● Textauszug:
Photo: Bundesarchiv, B 145 Bild-F052015-0031 / Wegmann, Ludwig (CC-BY-SA 3.0)

Otto Graf Lambsdorff war ein kerniger Typ, der sich nicht so leicht erschüttern ließ. Dies hatte wahrscheinlich auch mit seiner Kriegsgefangenschaft und seiner schweren Verwundung im 2. Weltkrieg zu tun. Lambsdorff hat den politischen Liberalismus im Nachkriegsdeutschland maßgeblich geprägt und mit Klarheit und Entschiedenheit vertreten. „Marktgraf“, wie ihn die ganz wenigen wohlwollenden Medien nannten, war eine von Respekt und Hochachtung geprägte Bezeichnung. Am vergangenen Samstag jährte sich sein Todestag zum elften Mal.

Wenn man Lambsdorffs Wirken betrachtet, dann sind es drei Phasen in seinem Leben, in denen er die deutsche Politik maßgeblich geprägt hat. Die erste Phase war die als Wirtschaftsminister einer sozial-liberalen Koalition unter Helmut Schmidt. Er war der marktwirtschaftliche Gegenpol zur umverteilenden Sozialdemokratie in der Regierung, teilweise sogar in der eigenen Partei, der FDP. Sein „Wendepapier“ 1982 war der niedergeschriebene Fedehandschuh, um der kraftlos agierenden Regierung Schmidt/Genscher eine letzte Chance zu geben. Es war ein Manifest für eine marktwirtschaftliche Erneuerung und eine Rückkehr zu soliden öffentlichen Haushalten. Steigende Arbeitslosigkeit, schlechte Haushaltszahlen und die hohe Inflation machten eine wirtschafts- und haushaltspolitische Kehrtwende erforderlich. Der anschließende Wechsel zur christlich-liberalen Koalition unter Kanzler Helmut Kohl und die anschließende Neuwahl 1983 brachte die FDP fast um ihre parlamentarische Existenz.

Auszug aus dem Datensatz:
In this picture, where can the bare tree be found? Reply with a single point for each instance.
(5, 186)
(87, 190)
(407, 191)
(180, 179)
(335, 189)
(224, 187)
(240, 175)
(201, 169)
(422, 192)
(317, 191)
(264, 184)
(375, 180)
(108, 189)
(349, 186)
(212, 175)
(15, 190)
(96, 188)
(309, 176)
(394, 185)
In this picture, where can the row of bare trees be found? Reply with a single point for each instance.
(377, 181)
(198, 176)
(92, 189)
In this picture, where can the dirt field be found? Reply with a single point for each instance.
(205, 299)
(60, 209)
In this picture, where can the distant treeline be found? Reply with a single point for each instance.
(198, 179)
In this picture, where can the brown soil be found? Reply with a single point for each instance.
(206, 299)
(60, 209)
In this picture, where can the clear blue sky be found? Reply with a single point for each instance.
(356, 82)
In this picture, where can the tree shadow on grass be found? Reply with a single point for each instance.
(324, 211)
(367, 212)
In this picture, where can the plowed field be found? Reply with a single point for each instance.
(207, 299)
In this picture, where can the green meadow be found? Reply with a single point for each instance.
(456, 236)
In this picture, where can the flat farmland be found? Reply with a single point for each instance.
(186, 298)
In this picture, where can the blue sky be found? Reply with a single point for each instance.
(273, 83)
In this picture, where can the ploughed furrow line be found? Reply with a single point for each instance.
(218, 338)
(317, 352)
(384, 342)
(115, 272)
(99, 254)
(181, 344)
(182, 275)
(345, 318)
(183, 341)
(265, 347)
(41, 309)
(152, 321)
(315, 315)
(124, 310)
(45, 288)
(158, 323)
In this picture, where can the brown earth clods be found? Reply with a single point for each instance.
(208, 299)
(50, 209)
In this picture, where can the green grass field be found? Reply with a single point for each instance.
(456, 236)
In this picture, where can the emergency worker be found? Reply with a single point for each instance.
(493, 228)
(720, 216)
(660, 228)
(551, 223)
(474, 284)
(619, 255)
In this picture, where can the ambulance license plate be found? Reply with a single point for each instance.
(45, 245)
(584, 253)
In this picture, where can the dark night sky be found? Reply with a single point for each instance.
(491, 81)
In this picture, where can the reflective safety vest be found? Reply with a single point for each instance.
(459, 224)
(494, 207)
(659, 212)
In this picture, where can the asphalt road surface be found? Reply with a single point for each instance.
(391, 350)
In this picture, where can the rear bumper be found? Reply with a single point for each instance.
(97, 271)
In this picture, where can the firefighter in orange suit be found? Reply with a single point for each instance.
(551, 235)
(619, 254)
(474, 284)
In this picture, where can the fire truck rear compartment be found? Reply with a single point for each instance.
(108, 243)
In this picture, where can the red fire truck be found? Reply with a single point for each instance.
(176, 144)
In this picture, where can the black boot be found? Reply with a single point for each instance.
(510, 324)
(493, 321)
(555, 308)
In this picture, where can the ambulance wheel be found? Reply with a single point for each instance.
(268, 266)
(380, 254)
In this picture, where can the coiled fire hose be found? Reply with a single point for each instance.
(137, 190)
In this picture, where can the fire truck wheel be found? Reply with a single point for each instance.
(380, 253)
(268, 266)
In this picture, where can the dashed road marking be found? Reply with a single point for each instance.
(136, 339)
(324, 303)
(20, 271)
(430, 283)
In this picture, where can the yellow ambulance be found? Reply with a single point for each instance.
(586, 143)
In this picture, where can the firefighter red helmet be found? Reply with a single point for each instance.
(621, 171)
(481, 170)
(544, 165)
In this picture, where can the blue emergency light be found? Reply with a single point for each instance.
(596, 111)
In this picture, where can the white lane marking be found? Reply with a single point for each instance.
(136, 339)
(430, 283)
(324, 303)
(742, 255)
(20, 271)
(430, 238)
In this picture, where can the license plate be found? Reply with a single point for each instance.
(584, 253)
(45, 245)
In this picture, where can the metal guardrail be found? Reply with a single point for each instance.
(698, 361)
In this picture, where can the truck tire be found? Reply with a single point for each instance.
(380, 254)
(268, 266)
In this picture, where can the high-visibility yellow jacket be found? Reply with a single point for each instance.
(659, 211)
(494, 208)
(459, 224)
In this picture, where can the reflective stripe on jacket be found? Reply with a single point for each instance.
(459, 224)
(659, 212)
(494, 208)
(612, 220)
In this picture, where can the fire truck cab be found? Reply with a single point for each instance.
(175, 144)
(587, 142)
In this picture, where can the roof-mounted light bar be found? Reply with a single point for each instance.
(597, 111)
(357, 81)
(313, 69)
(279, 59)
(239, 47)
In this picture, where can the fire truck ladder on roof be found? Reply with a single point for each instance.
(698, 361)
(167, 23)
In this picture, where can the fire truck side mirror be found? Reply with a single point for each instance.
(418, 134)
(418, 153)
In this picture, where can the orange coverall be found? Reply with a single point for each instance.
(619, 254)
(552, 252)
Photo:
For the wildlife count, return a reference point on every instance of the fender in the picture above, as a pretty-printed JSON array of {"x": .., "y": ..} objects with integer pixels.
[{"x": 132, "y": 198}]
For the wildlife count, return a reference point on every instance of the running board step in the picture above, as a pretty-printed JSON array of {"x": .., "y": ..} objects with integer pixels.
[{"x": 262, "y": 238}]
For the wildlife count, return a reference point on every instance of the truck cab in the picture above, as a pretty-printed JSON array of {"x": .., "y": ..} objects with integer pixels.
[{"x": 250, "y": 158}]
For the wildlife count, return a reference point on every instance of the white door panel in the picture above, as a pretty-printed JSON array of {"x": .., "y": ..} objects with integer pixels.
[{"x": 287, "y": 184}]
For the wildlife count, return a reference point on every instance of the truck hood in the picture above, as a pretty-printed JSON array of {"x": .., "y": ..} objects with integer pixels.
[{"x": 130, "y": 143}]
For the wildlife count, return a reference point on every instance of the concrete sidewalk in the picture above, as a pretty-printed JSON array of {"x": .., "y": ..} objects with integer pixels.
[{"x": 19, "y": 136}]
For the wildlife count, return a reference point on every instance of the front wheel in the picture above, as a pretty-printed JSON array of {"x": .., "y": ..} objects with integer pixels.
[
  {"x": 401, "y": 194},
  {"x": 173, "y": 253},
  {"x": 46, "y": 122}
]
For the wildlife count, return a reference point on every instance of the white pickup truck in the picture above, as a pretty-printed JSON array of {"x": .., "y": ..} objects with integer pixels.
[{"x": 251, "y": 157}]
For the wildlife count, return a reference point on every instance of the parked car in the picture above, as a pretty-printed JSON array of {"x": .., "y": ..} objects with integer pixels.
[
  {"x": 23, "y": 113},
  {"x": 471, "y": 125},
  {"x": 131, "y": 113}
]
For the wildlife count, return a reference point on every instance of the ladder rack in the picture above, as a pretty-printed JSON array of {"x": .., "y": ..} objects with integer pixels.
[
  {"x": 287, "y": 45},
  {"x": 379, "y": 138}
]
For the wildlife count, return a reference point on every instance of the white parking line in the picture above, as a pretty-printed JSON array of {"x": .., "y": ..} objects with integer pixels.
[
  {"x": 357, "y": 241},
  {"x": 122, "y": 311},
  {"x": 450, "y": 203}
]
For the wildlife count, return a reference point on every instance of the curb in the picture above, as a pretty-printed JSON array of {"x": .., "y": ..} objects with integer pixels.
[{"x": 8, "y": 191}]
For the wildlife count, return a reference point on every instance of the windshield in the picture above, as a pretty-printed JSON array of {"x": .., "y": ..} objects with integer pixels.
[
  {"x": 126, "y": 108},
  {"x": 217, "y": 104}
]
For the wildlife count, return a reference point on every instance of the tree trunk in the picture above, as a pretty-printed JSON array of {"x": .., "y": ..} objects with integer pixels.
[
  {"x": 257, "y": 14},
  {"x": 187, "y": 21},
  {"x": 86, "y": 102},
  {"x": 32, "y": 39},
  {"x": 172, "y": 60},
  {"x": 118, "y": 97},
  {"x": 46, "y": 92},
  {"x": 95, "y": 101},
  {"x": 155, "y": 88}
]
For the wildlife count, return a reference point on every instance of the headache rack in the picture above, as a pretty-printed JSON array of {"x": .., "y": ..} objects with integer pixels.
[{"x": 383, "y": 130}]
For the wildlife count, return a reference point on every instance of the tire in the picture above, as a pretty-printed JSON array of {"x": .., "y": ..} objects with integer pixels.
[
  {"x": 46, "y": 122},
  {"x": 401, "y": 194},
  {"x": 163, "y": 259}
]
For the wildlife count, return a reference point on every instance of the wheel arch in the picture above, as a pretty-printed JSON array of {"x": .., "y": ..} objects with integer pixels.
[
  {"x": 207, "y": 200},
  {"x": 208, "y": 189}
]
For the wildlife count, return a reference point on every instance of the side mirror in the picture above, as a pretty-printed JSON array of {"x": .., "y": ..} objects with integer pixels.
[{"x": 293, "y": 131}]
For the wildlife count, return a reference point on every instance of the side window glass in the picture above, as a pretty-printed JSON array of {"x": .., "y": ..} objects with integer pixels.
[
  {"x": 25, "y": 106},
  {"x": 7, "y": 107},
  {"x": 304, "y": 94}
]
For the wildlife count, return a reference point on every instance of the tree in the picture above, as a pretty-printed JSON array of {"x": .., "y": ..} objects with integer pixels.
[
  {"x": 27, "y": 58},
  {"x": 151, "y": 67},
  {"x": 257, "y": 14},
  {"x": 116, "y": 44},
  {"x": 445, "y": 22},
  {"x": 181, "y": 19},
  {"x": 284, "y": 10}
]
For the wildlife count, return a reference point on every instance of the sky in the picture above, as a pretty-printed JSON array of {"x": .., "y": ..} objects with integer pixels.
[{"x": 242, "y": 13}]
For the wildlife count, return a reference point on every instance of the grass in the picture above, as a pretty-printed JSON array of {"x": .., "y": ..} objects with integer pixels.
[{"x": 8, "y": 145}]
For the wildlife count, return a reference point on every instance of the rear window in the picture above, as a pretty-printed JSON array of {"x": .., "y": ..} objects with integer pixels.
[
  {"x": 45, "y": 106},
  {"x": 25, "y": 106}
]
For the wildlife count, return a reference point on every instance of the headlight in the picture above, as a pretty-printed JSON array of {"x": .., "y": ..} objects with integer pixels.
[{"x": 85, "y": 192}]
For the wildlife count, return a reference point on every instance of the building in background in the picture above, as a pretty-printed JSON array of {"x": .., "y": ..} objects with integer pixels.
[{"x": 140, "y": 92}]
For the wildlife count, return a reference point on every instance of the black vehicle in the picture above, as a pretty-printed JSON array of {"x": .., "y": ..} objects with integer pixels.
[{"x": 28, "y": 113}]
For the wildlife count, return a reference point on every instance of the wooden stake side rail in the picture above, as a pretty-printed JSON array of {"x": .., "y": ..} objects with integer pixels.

● Aufgabenstellung: Führen Sie den Text über Otto Graf Lambsdorff ab seinem letzten Satz weiter.

● Ergebnis:
Nicht immer hat sich Lambsdorff mit seinem Kurs in der FDP durchgesetzt. Als der Deutsche Bundestag 1998 über die Einführung des Euro als Gemeinschaftswährung abstimmte, versagte er seiner Fraktion die Gefolgschaft ebenso wie Burkhard Hirsch. Beide gehörten innerhalb ihrer Partei zu sehr unterschiedlichen Flügeln, dennoch kamen beide – der eine aus ökonomischer und der andere aus rechtsstaatlicher Sicht – zum gleichen Ergebnis. Lambsdorff war Vorsitzender der FDP vor und nach der Deutschen Einheit. In dieser zweiten Phase seines politischen Lebens hat er die Liberalen zu einer gesamtdeutschen Partei entwickelt und die Liberalen bei der Bundestagswahl 1990 zu einem Ergebnis von 11 Prozent geführt.

Lambsdorff wurde meist als Wirtschaftsliberaler bezeichnet oder darauf reduziert. Damit wird man seinem Verständnis von Liberalismus nicht gerecht. Er war ein klassisch Liberaler. Sein Tätigkeitsfeld war als Wirtschaftsminister zwar die Wirtschaftspolitik, im Sinne der Rahmensetzung in einer marktwirtschaftlichen Ordnung. Aber er war auch auf dem Gebiet der Aussöhnung und der Menschenrechte aktiv. Dies prägte die dritte Phase seines politischen Wirkens. Es war die Zeit, in der er die meisten Freiheiten genießen konnte, weil er dem politischen Alltagsgeschäft entzogen war. Und hier zeigte sich dann auch, für welche Fragen und Themen sein Herz besonders schlug.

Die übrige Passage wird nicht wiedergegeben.